* _Task goal_
Retype the records that come next, word for word.

(Excerpts from point annotation data)
#####
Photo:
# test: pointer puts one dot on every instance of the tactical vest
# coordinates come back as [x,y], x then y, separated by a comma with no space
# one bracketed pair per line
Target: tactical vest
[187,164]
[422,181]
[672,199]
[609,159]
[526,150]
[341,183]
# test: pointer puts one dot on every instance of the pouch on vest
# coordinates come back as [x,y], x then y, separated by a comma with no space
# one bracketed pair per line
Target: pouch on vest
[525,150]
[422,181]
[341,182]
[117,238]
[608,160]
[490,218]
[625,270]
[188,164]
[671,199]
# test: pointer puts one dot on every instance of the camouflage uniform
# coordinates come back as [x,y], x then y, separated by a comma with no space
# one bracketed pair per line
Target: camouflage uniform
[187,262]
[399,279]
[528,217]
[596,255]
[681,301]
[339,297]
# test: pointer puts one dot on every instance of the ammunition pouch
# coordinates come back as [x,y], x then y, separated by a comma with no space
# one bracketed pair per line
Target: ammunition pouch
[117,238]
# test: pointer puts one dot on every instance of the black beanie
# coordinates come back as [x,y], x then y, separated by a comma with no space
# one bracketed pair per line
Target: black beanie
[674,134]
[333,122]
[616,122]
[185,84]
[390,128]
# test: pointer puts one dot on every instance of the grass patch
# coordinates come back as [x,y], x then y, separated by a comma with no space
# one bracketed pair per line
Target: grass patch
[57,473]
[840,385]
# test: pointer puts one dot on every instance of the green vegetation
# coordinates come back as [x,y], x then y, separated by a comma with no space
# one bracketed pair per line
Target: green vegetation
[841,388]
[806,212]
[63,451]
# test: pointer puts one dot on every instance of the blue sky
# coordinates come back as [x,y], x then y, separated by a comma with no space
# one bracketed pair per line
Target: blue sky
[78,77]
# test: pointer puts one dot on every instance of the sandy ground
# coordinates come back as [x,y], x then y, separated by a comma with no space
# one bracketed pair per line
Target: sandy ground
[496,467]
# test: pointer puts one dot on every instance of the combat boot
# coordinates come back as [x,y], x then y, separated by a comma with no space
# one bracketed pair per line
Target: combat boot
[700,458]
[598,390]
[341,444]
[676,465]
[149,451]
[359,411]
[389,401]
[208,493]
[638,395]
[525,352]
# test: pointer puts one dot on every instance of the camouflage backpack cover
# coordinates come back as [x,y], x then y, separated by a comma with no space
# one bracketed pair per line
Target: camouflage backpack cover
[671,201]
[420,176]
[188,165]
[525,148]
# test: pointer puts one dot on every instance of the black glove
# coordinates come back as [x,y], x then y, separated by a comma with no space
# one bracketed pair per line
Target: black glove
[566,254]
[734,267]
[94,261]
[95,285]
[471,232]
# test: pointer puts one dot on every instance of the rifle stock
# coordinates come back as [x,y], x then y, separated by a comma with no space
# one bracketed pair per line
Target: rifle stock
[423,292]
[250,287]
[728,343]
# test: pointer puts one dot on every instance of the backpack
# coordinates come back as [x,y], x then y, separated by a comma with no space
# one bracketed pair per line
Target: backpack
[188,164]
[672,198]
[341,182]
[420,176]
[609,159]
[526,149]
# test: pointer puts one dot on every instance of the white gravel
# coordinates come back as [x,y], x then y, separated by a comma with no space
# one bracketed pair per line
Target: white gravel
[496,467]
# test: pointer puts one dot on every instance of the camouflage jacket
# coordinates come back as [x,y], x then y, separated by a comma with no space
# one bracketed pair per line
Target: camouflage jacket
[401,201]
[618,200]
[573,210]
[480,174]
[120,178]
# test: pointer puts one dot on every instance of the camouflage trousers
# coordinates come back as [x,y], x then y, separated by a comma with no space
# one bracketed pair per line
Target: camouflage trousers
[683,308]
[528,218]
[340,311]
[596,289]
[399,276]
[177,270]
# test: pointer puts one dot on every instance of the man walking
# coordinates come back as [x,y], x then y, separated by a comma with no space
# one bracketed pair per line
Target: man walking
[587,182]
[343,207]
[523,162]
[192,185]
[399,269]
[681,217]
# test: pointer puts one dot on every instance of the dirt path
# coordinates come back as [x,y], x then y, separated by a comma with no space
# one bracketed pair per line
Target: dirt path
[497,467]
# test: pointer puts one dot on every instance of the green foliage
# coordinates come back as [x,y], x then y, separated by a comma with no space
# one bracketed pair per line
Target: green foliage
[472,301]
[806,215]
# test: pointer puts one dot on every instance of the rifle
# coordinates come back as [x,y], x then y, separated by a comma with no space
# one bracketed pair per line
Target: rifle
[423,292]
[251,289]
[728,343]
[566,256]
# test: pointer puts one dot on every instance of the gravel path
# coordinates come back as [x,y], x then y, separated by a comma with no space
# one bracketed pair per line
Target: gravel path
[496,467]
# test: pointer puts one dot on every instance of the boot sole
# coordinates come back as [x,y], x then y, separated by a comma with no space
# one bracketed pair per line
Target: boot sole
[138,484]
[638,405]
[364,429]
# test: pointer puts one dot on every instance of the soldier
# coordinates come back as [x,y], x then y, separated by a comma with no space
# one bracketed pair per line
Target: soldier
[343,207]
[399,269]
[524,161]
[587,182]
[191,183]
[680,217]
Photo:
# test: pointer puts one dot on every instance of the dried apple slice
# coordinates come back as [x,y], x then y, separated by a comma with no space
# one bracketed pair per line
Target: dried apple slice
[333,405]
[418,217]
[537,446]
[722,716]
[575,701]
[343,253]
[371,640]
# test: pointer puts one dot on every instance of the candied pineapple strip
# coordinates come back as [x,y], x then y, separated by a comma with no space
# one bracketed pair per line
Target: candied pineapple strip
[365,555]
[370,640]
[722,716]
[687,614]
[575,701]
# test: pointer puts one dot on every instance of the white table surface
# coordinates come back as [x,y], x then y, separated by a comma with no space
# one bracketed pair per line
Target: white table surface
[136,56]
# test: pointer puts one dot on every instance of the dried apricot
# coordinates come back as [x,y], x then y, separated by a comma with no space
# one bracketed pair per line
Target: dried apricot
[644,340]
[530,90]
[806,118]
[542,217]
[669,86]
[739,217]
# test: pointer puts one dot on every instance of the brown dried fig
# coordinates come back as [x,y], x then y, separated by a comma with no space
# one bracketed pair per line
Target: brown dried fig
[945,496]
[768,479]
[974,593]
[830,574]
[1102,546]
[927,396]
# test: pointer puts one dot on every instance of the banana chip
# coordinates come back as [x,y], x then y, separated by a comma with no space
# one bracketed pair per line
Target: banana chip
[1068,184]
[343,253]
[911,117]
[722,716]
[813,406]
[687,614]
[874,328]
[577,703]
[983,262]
#####
* _Finished answer_
Photo:
# test: pointer puts one dot on every instance of the tactical vest
# coordinates come back as [x,y], x then y, separated by a comma with no space
# one bracketed pair per line
Target: tactical vest
[187,164]
[422,181]
[672,199]
[609,159]
[526,150]
[341,183]
# test: pointer puts one dot on every instance of the pouch on vest
# coordinates come back as [x,y], x then y, separated by a comma with no space
# one bracketed pair per line
Target: pouch on vest
[525,150]
[422,181]
[341,182]
[117,238]
[608,160]
[490,218]
[625,270]
[188,164]
[671,199]
# test: pointer puts one dot on every instance of the camouflage uniform
# coordinates come back as [x,y], x then y, separated by a comma with no space
# one bracketed pair per line
Target: camouflage uniform
[187,262]
[399,279]
[528,217]
[596,255]
[681,301]
[339,297]
# test: pointer puts one dot on every instance of the ammunition pouch
# coordinates come back as [x,y], x then y, separated by a comma with no space
# one bracketed pair per line
Target: ammunition pouch
[117,238]
# test: pointer puts one dot on every instance of the black beanie
# coordinates come back as [x,y], x then y, separated by a comma with no space
# one bracketed pair per line
Target: black beanie
[674,134]
[333,122]
[616,122]
[185,84]
[390,128]
# test: pointer puts one dot on every instance of the grass patch
# coordinates come back as [x,y], x then y, separated by a comma with no space
# one bracketed pair per line
Target: grass patch
[57,473]
[840,385]
# test: pointer puts one dot on every instance of the green vegetation
# coordinates come back as [x,y], x then y, separated by a comma with no space
# one bracketed pair per line
Target: green vegetation
[841,388]
[806,212]
[63,451]
# test: pointer puts one dot on every instance of the blue sky
# coordinates come back as [x,y], x then y, separated by a comma with no space
# one bracketed pair per line
Target: blue sky
[78,77]
# test: pointer puts one dot on every instance of the sandy ground
# coordinates come back as [x,y], x then y, separated by a comma with no space
# one bracketed pair per line
Target: sandy ground
[496,467]
# test: pointer puts one dot on every instance of the combat boot
# coordinates come back as [x,y], x then y, separated by a comma with no space
# one bracketed pair per line
Target: combat boot
[700,458]
[598,390]
[341,444]
[676,465]
[149,451]
[359,411]
[389,401]
[208,493]
[638,395]
[525,352]
# test: pointer puts one dot on every instance of the camouflage backpack cover
# coordinates come back as [x,y], x then y, separated by a comma with no space
# one bracketed pair per line
Target: camouflage backpack cover
[671,201]
[420,176]
[188,165]
[525,148]
# test: pointer puts one dot on every instance of the black glove
# coordinates come back as [x,y], x then y, separated by a comma with no space
# one bracketed pair per line
Target: black glove
[566,254]
[734,267]
[94,261]
[95,285]
[471,232]
# test: pointer puts one dot on every instance of the rifle stock
# coordinates come back as [x,y], x then y, separated by a comma with no space
# one bracketed pair per line
Target: rifle stock
[423,292]
[250,287]
[728,343]
# test: pointer puts one dot on every instance of the backpack
# coordinates come back as [x,y], x then y, separated by a comma with no space
# one bracketed pair per line
Target: backpack
[188,164]
[672,198]
[341,182]
[420,176]
[609,159]
[526,149]
# test: pointer puts one dot on every instance of the white gravel
# coordinates come back as [x,y], x then y, separated by a comma with no space
# one bracketed pair per line
Target: white gravel
[496,467]
# test: pointer puts one dot on every instance of the camouflage jacket
# coordinates come back as [x,y], x then y, separated by a comma with no space
# one bracketed pair per line
Target: camouflage jacket
[401,201]
[618,200]
[573,210]
[480,174]
[120,178]
# test: pointer puts one dot on every instance of the camouflage trousers
# coordinates come back as [x,y], x then y, separated by a comma with no space
# one bracketed pair per line
Target: camouflage trousers
[683,308]
[528,218]
[340,311]
[596,289]
[399,276]
[177,270]
# test: pointer puts one dot on every instance of the man walking
# coordinates come back as [x,y], x then y, separated by a comma with no space
# one bracketed pair per line
Target: man walking
[587,182]
[343,207]
[523,162]
[192,185]
[399,269]
[681,217]
# test: pointer puts one dot on every instance of the dirt path
# coordinates come back as [x,y], x then y, separated by a comma with no space
# one bracketed pair per line
Target: dirt path
[497,467]
# test: pointer puts one dot on every instance of the green foliage
# coordinates come back as [x,y], x then y, separated by a comma with no space
# one bracketed pair per line
Target: green foliage
[472,301]
[806,215]
# test: pointer puts one dot on every instance of the rifle
# coordinates come back as [x,y], x then y, separated by a comma with no space
# one bracketed pair per line
Target: rifle
[423,292]
[251,289]
[728,343]
[566,256]
# test: pointer puts one dot on every instance of the gravel path
# coordinates come back as [x,y], x then y, separated by a comma with no space
# one bracketed pair per line
Target: gravel path
[496,467]
# test: pointer puts one dot on every instance of the boot sole
# coordinates come back as [x,y], x then y, separated by a comma with no space
# one bracketed pair per line
Target: boot sole
[138,484]
[638,405]
[364,429]
# test: pointer puts one dot on every instance of the soldier
# coordinates come back as [x,y], x then y, separated by a comma with no space
# one bracketed pair per line
Target: soldier
[343,207]
[399,269]
[524,161]
[587,182]
[191,183]
[680,217]
Photo:
# test: pointer puts one dot on every instance of the dried apple slice
# coordinates come back as [x,y], x then y, separated by a comma with no space
# one bracketed pair per line
Target: dried apple slice
[333,405]
[418,217]
[537,446]
[722,716]
[575,701]
[343,253]
[371,640]
# test: pointer puts one dot on every instance of the candied pineapple strip
# coordinates come back as [x,y], x then y, separated by a comma with no space
# one bracketed pair per line
Target: candied pineapple strip
[365,555]
[370,640]
[722,716]
[687,614]
[575,701]
# test: pointer puts one dot on every instance of the white table surface
# coordinates come back as [x,y], x then y, separated by a comma with no space
# one bracketed pair per line
Target: white table surface
[136,56]
# test: pointer puts one dot on every instance of the dried apricot
# coordinates come back as [x,y], x then y, separated by a comma with no space
# one bracketed pair per line
Target: dried apricot
[644,340]
[530,90]
[806,118]
[542,217]
[669,86]
[739,217]
# test: pointer puts one dot on every instance of the brown dried fig
# coordinates come back as [x,y], x then y, separated by a comma with no space
# one bracketed pair per line
Target: brown dried fig
[945,496]
[768,479]
[974,593]
[830,574]
[1102,546]
[927,396]
# test: pointer puts one dot on every instance of the banana chip
# coordinates come back as [x,y], x then y, separated by a comma with no space
# one bracketed pair per line
Target: banana chip
[1068,184]
[343,253]
[911,117]
[722,716]
[813,406]
[687,614]
[874,328]
[577,703]
[983,262]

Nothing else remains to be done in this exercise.